**TASK TO CARRY OUT**
Retype the part of the news item on federal internet funding for Hawaii schools from "Case will hold" up to and including "director of HawaiiKidsCAN.", word for word.

TEXT PROVIDED below:

More than $72 million in federal COVID-19 assistance funds has been awarded to Hawaii public schools, and a handful of charter and private schools, to help close the “digital equity” gap suffered by students who don’t have a way to connect to the internet at home.
The money is to be used to cover costs of laptop and tablet computers, Wi-Fi hot spots, modems, routers and broadband connectivity purchases for off-campus use by students, school staff and library patrons.
The $72 million is from the Federal Communications Commission’s Emergency Connectivity Fund, which is part of the $1.9 trillion American Rescue Plan that Congress passed in March 2021.
More than 20% of Hawaii’s public school students couldn’t get online from home at the height of pandemic distance learning in 2020 and 2021, according to state Department of Education statistics, U.S. Rep. Ed Case, D-Hawaii, told the Honolulu Star-Advertiser on Friday.
Case will hold a live conversation at noon Wednesday via his official Facebook page titled “Talk Story: Hawai‘i Broadband,” to discuss the state’s broadband network and digital equity, and how federal resources can be best used to advance connectivity. Guests will include Burt Lum, state strategy officer in the Hawaii Broadband and Digital Equity Office, and David Miyashiro, founding executive director of HawaiiKidsCAN.

End of TEXT PROVIDED.
SOURCE INFORMATION below:

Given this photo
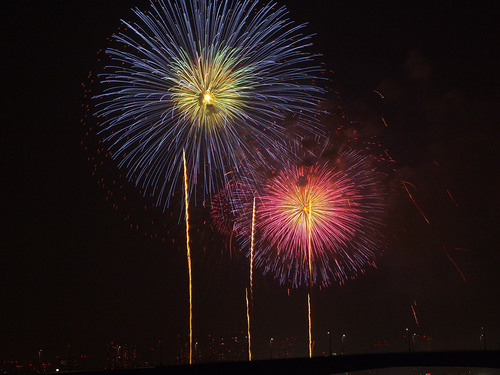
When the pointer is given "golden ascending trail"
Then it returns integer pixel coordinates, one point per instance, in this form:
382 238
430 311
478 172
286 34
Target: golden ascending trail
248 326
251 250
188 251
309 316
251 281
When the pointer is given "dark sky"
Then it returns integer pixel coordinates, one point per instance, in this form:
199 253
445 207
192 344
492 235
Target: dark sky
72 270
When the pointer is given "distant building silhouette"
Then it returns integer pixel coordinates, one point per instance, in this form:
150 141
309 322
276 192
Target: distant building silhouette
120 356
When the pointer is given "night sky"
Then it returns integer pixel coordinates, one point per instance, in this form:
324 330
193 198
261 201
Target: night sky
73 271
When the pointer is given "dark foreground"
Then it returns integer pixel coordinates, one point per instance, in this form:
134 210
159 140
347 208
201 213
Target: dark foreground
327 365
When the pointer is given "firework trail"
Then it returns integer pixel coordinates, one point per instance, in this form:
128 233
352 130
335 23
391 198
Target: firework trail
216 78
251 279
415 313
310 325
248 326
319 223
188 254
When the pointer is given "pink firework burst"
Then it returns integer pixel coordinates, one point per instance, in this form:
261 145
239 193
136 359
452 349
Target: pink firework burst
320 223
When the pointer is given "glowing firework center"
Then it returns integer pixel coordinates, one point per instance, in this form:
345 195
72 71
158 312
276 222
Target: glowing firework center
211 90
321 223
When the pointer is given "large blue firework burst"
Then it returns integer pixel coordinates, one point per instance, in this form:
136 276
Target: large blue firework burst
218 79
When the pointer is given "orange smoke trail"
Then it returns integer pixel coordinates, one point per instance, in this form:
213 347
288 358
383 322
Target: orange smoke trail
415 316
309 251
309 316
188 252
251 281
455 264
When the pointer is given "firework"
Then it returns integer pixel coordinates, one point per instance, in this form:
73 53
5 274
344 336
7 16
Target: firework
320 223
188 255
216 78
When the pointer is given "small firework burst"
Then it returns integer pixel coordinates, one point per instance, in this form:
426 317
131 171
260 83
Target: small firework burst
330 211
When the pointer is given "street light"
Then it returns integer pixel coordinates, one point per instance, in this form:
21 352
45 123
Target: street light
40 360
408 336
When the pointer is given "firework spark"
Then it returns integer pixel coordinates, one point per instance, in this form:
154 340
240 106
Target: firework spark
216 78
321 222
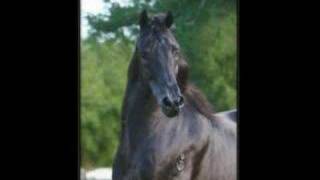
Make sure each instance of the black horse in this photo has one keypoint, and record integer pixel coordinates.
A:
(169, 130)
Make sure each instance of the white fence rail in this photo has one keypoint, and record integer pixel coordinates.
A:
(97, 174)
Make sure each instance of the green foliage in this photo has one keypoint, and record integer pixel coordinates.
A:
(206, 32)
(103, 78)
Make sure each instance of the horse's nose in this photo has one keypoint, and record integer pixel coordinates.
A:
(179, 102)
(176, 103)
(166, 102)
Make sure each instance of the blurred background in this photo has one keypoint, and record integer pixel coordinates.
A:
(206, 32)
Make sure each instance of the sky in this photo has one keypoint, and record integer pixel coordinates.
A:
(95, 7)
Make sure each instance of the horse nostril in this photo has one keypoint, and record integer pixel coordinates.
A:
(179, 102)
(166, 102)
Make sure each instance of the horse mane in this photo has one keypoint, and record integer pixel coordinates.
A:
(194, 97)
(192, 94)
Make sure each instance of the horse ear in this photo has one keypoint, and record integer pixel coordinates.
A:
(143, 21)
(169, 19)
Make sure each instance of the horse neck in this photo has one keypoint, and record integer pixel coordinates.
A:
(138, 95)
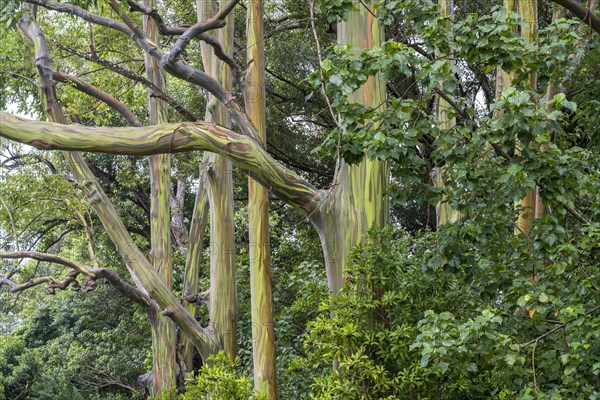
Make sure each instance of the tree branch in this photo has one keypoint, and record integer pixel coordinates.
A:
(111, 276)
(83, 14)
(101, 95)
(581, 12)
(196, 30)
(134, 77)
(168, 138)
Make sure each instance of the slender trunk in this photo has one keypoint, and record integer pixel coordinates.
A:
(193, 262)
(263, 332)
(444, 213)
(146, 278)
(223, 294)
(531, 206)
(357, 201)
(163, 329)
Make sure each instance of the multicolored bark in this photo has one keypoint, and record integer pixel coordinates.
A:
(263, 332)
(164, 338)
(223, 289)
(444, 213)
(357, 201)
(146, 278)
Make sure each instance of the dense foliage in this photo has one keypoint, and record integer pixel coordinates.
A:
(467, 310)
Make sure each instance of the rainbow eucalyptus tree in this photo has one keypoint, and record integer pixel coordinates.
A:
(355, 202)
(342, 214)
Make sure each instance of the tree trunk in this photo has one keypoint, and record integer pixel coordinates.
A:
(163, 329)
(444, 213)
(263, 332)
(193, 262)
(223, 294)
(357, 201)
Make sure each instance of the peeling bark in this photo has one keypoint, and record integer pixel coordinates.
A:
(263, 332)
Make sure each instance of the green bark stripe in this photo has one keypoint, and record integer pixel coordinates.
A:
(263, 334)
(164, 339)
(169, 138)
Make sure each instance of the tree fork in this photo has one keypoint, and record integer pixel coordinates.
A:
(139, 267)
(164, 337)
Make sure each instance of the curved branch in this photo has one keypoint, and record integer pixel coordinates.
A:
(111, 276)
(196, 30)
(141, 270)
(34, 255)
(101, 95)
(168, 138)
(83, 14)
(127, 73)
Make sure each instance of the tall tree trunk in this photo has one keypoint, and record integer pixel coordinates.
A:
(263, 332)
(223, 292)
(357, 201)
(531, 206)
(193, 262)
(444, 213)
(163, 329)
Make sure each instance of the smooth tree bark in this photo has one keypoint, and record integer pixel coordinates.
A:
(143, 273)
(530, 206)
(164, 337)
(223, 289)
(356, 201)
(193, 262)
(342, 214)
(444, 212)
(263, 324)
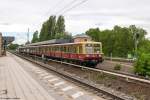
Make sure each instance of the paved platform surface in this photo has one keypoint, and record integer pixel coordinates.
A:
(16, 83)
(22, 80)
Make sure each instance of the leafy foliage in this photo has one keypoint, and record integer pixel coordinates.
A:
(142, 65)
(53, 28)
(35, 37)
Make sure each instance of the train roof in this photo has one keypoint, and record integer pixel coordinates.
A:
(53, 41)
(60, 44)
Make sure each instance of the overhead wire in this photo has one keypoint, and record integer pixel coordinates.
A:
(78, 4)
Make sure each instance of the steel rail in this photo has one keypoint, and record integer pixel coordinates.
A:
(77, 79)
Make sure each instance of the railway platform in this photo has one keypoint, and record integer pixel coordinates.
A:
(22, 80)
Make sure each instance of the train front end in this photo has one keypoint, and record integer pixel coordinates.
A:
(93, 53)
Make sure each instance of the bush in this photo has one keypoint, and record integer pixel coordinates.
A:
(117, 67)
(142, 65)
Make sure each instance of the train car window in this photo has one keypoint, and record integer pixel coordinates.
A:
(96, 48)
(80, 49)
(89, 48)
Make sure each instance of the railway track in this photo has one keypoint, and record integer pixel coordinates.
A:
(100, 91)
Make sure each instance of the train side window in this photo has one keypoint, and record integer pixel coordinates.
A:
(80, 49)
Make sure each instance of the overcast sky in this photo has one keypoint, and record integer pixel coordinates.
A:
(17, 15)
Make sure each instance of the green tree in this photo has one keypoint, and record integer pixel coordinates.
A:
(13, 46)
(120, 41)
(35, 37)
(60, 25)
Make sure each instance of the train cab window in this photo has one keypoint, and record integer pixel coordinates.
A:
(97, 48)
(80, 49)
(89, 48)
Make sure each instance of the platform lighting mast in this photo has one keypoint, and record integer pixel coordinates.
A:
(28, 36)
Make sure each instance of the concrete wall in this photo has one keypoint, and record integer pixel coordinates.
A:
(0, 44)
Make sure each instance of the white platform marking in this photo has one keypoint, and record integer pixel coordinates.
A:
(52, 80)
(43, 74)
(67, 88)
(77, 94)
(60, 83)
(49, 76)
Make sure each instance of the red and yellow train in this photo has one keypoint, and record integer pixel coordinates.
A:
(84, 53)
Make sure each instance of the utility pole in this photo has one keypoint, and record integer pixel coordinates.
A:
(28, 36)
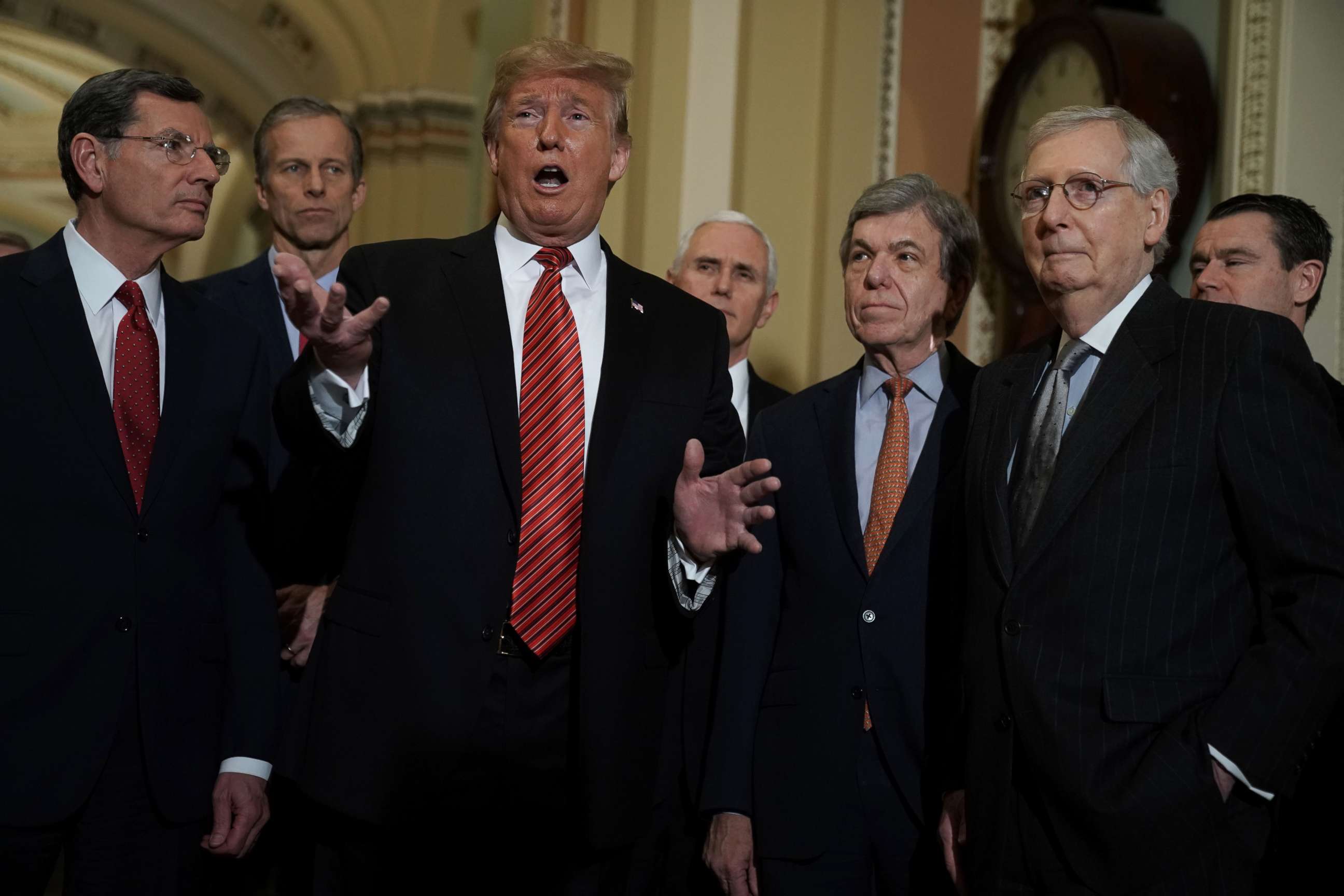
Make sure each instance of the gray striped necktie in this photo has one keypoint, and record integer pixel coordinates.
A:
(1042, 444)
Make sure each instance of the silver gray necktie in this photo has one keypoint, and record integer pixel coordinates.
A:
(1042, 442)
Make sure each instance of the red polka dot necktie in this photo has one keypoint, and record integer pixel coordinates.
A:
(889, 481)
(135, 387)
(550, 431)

End of SOURCE INFORMATION.

**EXERCISE RESPONSE**
Case will hold a live conversation at noon Wednesday via his official Facebook page titled “Talk Story: Hawai‘i Broadband,” to discuss the state’s broadband network and digital equity, and how federal resources can be best used to advance connectivity. Guests will include Burt Lum, state strategy officer in the Hawaii Broadband and Digital Equity Office, and David Miyashiro, founding executive director of HawaiiKidsCAN.